Rows of box annotation data:
((
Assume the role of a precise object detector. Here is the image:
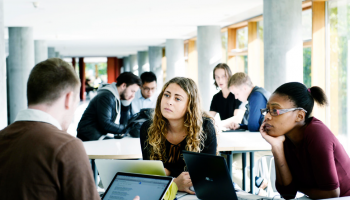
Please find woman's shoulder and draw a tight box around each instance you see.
[213,90,222,98]
[140,119,152,137]
[304,117,335,141]
[202,117,216,135]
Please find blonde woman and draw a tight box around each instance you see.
[140,77,217,194]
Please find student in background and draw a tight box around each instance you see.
[228,72,270,131]
[140,77,217,194]
[0,58,100,200]
[77,72,141,141]
[131,72,157,114]
[260,82,350,199]
[209,63,245,129]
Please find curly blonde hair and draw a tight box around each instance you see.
[146,77,214,161]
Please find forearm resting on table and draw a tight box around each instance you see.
[272,145,293,186]
[300,187,340,199]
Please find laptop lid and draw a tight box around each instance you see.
[182,151,237,200]
[102,172,173,200]
[95,159,165,188]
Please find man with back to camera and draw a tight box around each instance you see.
[77,72,141,141]
[131,72,158,114]
[228,72,271,131]
[0,58,137,200]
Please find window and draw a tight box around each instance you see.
[327,0,350,147]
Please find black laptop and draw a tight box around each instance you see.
[182,151,237,200]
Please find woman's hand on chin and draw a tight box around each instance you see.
[174,172,196,194]
[259,122,286,147]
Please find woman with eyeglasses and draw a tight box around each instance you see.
[260,82,350,199]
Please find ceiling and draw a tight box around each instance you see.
[3,0,263,57]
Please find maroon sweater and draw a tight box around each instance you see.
[276,118,350,199]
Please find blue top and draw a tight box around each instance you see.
[240,92,267,131]
[131,89,158,114]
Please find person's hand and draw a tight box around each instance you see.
[228,122,241,130]
[174,172,196,194]
[259,121,286,147]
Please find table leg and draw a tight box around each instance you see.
[249,152,255,194]
[91,159,98,187]
[242,153,247,191]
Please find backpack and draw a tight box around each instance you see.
[123,108,154,138]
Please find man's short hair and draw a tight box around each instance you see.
[228,72,253,87]
[141,72,157,85]
[117,72,141,87]
[27,58,80,105]
[213,63,232,88]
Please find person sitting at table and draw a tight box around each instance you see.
[228,72,271,131]
[0,58,100,200]
[260,82,350,199]
[209,63,245,129]
[140,77,217,194]
[131,72,157,114]
[77,72,141,141]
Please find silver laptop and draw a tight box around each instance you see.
[102,172,173,200]
[95,159,165,188]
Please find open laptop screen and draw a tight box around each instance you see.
[102,172,172,200]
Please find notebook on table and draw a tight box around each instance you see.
[102,172,173,200]
[95,159,165,188]
[182,151,237,200]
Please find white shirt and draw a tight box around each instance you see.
[131,89,158,114]
[15,109,62,130]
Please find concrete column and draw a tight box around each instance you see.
[123,56,132,72]
[79,57,85,101]
[137,51,149,76]
[34,40,48,64]
[197,26,222,111]
[0,0,8,130]
[263,0,303,92]
[47,47,56,58]
[7,27,34,123]
[148,46,163,93]
[165,39,186,82]
[129,55,139,76]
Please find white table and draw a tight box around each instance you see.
[83,132,271,191]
))
◆ Task goal ◆
Pull out every line of the rows above that contains the string "laptop". Treat uppercase and lowercase as different.

◆ Complete answer ◆
Please find laptop lid and draw a tight box around each instance you see.
Please find black laptop and draw a tight box around each instance you see.
Please find silver laptop and draw a tight box around each instance you see.
Please find open laptop screen and draw a tight box around each instance you see.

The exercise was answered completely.